_EXERCISE MATERIAL_
........

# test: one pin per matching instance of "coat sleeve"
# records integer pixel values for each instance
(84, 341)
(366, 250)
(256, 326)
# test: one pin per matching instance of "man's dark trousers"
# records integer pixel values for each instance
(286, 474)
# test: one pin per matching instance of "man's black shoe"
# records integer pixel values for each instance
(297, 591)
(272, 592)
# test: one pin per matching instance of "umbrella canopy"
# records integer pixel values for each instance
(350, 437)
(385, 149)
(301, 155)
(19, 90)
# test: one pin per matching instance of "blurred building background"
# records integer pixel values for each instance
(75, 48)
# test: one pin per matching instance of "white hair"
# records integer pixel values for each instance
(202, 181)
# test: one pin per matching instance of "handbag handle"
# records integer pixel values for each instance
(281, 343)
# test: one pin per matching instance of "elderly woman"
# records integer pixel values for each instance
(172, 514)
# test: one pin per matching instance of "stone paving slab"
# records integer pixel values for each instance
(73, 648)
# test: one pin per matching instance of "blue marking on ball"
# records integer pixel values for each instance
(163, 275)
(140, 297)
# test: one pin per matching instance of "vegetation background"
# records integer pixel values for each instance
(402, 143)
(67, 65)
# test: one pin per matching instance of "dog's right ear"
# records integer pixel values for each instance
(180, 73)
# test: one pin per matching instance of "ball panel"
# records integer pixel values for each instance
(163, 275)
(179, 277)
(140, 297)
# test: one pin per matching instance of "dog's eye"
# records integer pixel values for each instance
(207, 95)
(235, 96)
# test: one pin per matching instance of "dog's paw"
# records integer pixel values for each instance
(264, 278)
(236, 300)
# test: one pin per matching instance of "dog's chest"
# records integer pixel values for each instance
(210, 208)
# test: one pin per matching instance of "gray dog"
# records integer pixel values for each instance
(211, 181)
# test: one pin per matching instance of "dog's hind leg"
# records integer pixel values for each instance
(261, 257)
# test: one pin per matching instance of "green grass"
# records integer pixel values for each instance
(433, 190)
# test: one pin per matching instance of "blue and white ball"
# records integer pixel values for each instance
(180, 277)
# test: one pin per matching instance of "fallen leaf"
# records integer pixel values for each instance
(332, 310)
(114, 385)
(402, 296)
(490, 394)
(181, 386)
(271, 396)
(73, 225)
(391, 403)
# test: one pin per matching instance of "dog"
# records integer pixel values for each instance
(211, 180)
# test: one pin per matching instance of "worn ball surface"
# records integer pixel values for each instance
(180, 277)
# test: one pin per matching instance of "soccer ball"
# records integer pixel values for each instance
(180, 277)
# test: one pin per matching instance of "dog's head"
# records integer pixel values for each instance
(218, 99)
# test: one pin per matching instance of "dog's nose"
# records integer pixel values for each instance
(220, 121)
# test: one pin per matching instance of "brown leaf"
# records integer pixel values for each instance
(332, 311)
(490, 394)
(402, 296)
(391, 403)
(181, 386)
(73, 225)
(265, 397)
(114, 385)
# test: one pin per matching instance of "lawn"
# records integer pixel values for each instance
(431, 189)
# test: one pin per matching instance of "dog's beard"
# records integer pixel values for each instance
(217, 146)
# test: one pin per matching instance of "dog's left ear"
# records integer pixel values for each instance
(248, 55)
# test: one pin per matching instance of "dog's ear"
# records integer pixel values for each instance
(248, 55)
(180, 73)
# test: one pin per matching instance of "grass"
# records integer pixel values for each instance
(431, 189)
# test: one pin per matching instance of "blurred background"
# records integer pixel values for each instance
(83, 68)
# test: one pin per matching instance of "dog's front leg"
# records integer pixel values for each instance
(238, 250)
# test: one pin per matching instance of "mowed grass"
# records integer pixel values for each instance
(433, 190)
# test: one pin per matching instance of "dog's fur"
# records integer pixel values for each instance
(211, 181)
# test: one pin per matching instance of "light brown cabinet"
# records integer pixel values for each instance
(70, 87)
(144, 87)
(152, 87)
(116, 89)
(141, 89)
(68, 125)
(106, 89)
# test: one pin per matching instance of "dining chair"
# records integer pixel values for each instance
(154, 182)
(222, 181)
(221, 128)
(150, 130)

........

_STATED PROBLEM_
Please count the lines in the data above that contain the string "background", matching case exactly, and reply with only that number.

_THE OUTPUT_
3